The same vein of chivalrous sentiment gives a fine tone to some of Massinger's other plays; to the 'Bondman,' for example, and the 'Great Duke of Florence,' in both of which the treatment of lover's devotion shows a higher sense of the virtue of feminine dignity and purity than is common in the contemporary stage. There is, of course, a want of reality, an admission of extravagant motives, and an absence of dramatic concentration, which indicate an absence of high imaginative power. Chivalry, at its best, is not very reconcilable with common-sense; and the ideal hero is divided, as Cervantes shows, by very narrow distinctions from the downright madman. What was absurd in the more vigorous manifestations of the spirit does not vanish when its energy is lowered, and the rhetorician takes the place of the poet. But the sentiment is still genuine, and often gives real dignity to Massinger's eloquent speeches. It is true that, in apparent inconsistency with this excellence, passages of Massinger are even more deeply stained than usual with revolting impurities. Not only are his bad men and women apt to be offensive beyond all bearable limits, but places might be pointed out in which even his virtuous women indulge in language of the indescribable variety. The inconsistency of course admits of an easy explanation. Chivalrous sentiment by no means involves perfect purity, nor even a lofty conception of the true meaning of purity. Even a strong religious feeling of a certain kind is quite compatible with considerable laxity in this respect. Charles I. was a virtuous monarch, according to the admission of his enemies; but, as Kingsley remarks, he suggested a plot to Shirley which would certainly not be consistent with the most lax modern notions of decency. The Court of which he was the centre certainly included a good many persons who might have at once dictated Massinger's most dignified sentiments and enjoyed his worst ribaldry. Such, for example, if Clarendon's character of him be accurate, would have been the supposed 'W. H.,' the elder of the two Earls of Pembroke, with whose family Massinger was so closely connected. But it is only right to add that Massinger's errors in this kind are superficial, and might generally be removed without injury to the structure of his plays.

I have said enough to suggest the general nature of the answer which would have to be made to the problem with which I started. Beyond all doubt, it would be simply preposterous to put down Massinger as a simple product of corruption. He does not mock at generous, lofty instincts, or overlook their influence as great social forces. Mr. Ward quotes him as an instance of the connection between poetic and moral excellence. The dramatic effectiveness of his plays is founded upon the dignity of his moral sentiment; and we may recognise in him 'a man who firmly believes in the eternal difference between right and wrong.' I subscribe most willingly to the truth of Mr. Ward's general principle, and, with a certain reservation, to the correctness of this special illustration. But the reservation is an important one. After all, can anybody say honestly that he is braced and invigorated by reading Massinger's plays? Does he perceive any touch of what we feel when we have been in company, say, with Sir Walter Scott; a sense that our intellectual atmosphere is clearer than usual, and that we recognise more plainly than we are apt to do the surpassing value of manliness, honesty, and pure domestic affection? Is there not rather a sense that we have been all the time in an unnatural region, where, it is true, a sense of honour and other good qualities come in for much eloquent praise, but where, above everything, there is a marked absence of downright wholesome common-sense? Of course the effect is partly due to the region in which the old dramatists generally sought for their tragic situations. We are never quite at home in this fictitious cloudland, where the springs of action are strange, unaccountable, and altogether different from those with which we have to do in the workaday world. A great poet, indeed, weaves a magic mirror out of these dream-like materials, in which he shows us the great passions, love, and jealousy, and ambition, reflected upon a gigantic scale. But, in weaker hands, the characters become eccentric instead of typical: his vision simply distorts instead of magnifying the fundamental truths of human nature. The liberty which could be used by Shakespeare becomes dangerous for his successors. Instead of a legitimate idealisation, we have simply an abandonment of any basis in reality.

Position identification entries:

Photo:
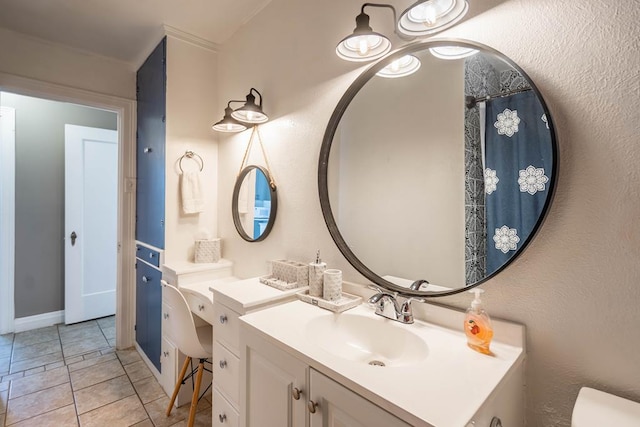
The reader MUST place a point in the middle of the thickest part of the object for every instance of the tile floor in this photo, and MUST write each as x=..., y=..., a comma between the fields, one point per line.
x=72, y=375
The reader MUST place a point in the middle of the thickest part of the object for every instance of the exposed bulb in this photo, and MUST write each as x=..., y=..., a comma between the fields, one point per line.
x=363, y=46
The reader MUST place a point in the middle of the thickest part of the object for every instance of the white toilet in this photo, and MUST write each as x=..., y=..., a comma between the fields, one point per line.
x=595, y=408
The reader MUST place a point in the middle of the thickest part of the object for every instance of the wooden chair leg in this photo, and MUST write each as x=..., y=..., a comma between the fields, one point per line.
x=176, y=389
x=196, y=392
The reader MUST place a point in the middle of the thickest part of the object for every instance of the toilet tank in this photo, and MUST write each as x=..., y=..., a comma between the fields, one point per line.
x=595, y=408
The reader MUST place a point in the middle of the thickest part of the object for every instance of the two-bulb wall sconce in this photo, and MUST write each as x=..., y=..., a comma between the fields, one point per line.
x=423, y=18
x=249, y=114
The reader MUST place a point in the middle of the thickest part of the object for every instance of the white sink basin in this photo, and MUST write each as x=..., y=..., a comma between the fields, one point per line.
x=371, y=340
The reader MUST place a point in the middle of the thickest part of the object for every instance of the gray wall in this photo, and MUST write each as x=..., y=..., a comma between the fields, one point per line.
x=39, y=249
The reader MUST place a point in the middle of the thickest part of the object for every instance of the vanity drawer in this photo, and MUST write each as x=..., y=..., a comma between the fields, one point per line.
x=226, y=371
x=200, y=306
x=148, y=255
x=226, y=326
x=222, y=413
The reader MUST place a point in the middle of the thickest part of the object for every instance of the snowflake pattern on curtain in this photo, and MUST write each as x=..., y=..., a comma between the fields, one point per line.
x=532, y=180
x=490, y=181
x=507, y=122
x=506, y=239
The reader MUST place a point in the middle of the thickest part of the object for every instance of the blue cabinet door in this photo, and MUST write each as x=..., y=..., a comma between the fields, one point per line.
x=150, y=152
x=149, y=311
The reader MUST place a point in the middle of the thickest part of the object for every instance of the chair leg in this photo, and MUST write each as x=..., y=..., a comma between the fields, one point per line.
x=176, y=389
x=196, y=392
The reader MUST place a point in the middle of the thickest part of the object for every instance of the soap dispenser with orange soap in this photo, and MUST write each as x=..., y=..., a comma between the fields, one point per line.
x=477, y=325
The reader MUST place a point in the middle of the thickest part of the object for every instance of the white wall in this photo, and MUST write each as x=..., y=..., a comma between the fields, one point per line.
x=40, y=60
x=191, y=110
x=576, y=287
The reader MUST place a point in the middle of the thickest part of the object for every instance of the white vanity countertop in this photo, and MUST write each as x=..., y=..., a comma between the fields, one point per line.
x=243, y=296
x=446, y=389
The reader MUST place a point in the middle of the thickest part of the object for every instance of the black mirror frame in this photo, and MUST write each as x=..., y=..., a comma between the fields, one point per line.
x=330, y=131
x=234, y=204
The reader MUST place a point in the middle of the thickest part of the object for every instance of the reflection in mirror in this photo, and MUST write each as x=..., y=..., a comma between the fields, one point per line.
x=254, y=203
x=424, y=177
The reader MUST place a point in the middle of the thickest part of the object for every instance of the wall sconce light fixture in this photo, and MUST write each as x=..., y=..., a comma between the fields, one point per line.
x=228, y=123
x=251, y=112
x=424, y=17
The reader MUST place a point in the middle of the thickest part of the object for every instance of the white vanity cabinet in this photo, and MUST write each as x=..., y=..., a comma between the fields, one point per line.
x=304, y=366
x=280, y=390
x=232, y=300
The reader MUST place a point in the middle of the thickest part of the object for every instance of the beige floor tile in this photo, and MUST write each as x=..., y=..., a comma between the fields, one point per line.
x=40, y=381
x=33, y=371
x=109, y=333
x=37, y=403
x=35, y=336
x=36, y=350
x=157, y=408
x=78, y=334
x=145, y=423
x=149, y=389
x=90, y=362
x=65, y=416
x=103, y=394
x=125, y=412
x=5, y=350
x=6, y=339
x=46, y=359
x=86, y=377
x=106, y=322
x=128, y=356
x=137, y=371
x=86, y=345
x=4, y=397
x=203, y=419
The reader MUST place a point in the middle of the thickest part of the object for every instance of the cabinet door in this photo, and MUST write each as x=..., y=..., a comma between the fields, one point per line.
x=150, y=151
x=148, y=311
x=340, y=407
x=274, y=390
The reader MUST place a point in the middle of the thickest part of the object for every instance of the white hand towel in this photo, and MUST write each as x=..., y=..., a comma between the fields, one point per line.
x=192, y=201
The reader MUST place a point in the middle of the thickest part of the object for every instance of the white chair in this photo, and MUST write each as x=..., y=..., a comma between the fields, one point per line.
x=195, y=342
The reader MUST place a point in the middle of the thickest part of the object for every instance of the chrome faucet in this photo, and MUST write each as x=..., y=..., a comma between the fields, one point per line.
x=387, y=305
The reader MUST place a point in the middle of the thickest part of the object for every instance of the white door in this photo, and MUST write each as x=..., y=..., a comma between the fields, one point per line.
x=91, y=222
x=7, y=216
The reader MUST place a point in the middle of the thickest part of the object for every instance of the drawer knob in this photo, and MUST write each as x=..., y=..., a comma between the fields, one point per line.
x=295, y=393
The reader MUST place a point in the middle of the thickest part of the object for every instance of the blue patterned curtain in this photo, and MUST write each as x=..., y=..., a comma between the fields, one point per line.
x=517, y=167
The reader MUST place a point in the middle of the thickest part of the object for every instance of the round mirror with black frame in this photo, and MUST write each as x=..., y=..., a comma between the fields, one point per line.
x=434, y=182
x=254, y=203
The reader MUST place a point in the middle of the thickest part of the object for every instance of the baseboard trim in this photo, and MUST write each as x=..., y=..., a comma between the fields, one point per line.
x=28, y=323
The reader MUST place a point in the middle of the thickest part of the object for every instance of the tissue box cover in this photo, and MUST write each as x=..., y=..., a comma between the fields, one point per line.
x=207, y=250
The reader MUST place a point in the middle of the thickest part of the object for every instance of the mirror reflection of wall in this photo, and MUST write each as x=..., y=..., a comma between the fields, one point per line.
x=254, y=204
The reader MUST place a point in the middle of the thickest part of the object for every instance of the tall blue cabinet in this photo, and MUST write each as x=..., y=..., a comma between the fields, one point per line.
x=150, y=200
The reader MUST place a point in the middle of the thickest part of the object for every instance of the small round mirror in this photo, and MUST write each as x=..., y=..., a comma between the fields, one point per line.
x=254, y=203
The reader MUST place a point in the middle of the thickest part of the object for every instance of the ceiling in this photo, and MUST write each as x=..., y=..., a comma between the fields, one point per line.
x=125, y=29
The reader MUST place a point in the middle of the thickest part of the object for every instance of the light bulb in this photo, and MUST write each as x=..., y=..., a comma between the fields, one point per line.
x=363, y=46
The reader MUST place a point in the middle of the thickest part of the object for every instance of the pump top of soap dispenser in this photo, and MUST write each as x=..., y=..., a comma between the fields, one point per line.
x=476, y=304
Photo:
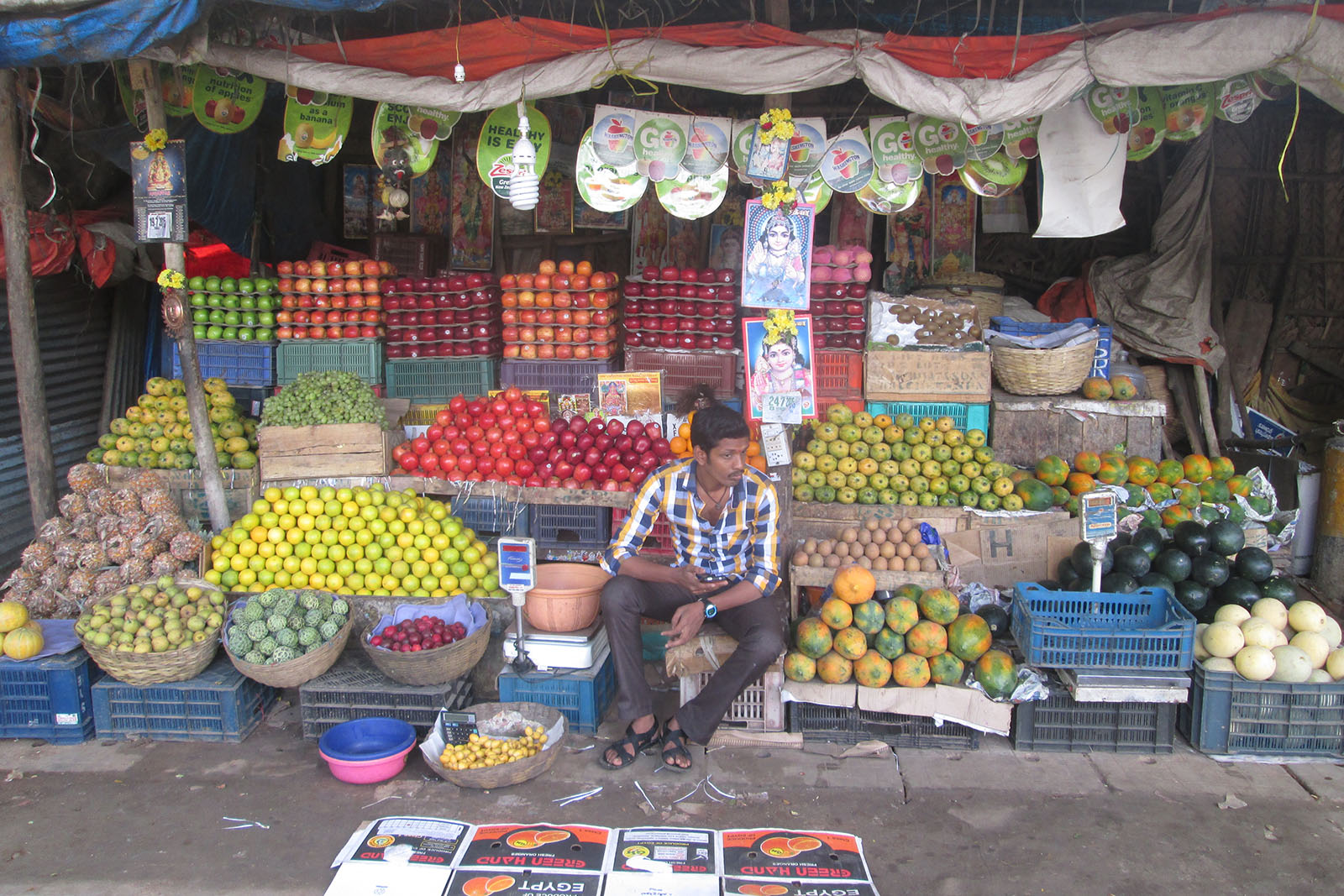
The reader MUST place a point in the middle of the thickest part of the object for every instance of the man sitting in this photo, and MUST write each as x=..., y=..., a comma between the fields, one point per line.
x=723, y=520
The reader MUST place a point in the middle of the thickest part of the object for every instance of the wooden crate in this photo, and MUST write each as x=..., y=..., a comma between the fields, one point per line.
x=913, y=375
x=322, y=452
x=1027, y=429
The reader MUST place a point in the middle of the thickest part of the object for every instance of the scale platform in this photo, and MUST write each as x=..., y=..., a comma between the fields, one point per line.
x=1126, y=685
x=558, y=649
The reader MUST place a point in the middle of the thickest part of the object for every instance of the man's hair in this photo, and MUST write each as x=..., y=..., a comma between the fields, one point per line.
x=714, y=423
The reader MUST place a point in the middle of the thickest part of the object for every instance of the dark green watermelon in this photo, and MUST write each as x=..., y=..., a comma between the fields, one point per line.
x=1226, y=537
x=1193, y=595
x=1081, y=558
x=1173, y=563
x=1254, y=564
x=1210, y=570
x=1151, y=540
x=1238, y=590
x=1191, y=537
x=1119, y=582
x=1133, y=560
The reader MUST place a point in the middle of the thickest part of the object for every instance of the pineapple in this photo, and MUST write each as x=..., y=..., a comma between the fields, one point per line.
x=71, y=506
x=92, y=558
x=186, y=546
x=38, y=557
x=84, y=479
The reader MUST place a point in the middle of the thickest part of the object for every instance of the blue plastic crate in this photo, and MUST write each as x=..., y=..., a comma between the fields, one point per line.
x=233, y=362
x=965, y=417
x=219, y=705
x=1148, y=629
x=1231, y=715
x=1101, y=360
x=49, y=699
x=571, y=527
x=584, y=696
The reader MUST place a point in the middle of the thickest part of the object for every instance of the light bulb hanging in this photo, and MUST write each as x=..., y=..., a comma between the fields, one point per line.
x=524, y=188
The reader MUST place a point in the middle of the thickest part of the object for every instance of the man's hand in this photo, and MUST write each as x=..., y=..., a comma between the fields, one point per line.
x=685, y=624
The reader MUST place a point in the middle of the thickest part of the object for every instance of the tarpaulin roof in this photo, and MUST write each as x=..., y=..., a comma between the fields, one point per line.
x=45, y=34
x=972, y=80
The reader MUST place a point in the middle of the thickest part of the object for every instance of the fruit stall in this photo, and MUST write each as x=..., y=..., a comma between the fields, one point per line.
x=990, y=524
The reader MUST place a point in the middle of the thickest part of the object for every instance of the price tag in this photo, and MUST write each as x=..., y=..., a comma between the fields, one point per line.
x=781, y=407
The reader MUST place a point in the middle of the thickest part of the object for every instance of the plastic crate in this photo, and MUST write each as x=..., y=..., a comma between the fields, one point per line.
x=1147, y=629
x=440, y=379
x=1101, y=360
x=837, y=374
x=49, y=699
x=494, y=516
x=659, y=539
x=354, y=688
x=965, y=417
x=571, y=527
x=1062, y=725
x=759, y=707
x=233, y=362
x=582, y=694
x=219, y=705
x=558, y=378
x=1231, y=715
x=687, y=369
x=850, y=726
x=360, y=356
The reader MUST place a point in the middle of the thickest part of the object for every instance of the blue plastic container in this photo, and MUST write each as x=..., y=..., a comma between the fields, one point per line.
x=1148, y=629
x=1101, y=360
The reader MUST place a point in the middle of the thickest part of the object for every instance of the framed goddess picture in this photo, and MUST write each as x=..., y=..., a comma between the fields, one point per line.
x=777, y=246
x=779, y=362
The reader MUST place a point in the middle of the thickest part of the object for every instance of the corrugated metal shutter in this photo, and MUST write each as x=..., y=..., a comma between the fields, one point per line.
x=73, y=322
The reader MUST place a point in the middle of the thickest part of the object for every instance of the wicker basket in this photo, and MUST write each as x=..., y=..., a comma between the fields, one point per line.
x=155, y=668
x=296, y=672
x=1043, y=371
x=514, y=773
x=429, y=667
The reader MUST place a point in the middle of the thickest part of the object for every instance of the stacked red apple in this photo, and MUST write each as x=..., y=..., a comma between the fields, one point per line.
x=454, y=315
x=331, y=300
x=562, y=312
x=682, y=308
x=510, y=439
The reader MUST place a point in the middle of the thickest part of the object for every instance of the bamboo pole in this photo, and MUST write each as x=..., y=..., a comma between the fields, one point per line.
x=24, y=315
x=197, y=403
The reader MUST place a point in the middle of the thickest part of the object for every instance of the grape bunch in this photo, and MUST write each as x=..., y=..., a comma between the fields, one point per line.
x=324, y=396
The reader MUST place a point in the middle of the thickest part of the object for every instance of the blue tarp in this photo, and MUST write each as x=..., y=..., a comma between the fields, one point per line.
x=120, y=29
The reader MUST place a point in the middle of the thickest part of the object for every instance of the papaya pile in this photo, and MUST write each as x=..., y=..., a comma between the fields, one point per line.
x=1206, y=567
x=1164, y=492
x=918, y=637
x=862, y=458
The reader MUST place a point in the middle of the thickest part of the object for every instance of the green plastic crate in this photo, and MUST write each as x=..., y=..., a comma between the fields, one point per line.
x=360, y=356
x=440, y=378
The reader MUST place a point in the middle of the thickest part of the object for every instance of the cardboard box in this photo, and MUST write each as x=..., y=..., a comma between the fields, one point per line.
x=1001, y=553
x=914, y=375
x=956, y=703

## Given task 1
Summarize the essay on Massinger in two sentences.
## Given task 2
Answer these questions from the essay on Massinger:
(a) Which two of Massinger's plays are named as showing a high sense of feminine dignity and purity?
(b) According to Kingsley, to whom did Charles I suggest a plot?
(c) In whose company does the essay say readers feel their intellectual atmosphere is clearer than usual?
## Given task 3
Write the next paragraph of the essay on Massinger, picking up after its final sentence.

## Result 1
The essay on Massinger credits plays such as the 'Bondman' and the 'Great Duke of Florence' with a genuine chivalrous sentiment that gives dignity to his speeches. It also finds in them a want of reality, revolting impurities that are superficial and removable, and a marked absence of wholesome common-sense, so that his characters become eccentric rather than typical.

## Result 2
(a) The 'Bondman' and the 'Great Duke of Florence'
(b) Shirley
(c) Sir Walter Scott

## Result 3
The admission that Massinger is moral must therefore be qualified by the statement that he is unnatural; or, in other words, that his morality is morbid. The groundwork of all the virtues, we are sometimes told, is strength. A strong nature may be wicked, but a weak one cannot attain any high moral level. The correlative doctrine in literature is, that the foundation of all excellence, artistic or moral, is a vivid perception of realities and a masculine grasp of facts. A man who has that essential quality will not blink the truths which we see illustrated every day around us. He will not represent vice as so ugly that it can have no charms, so foolish that it can never be plausible, or so unlucky that it can never be triumphant. The robust moralist admits that vice is often pleasant, and that wicked men flourish like a green bay-tree. He cannot be over-anxious to preach, for he feels that the intrinsic charm of high qualities can dispense with any artificial attempts to bolster them up by sham rhetoric, or to slur over the hard facts of life. He will describe Iago as impartially as Desdemona, and, having given us the facts, leave us to make what we please of them. It is the mark of a more sickly type of morality, that it must always be distorting the plain truth. It becomes sentimental, because it wishes to believe that what is pleasant must be true. It makes villains condemn themselves, because such a practice would save so much trouble to judges and moralists. Not appreciating the full force of passions, it allows the existence of grotesque and eccentric motives. It fancies that a little rhetoric will change the heart as well as the passing mood, and represents the claims of virtue as perceptible on the most superficial examination. The morality which requires such concessions becomes necessarily effeminate; it is unconsciously giving up its strongest position by implicitly admitting that the world in which virtue is possible is a very different one from our own.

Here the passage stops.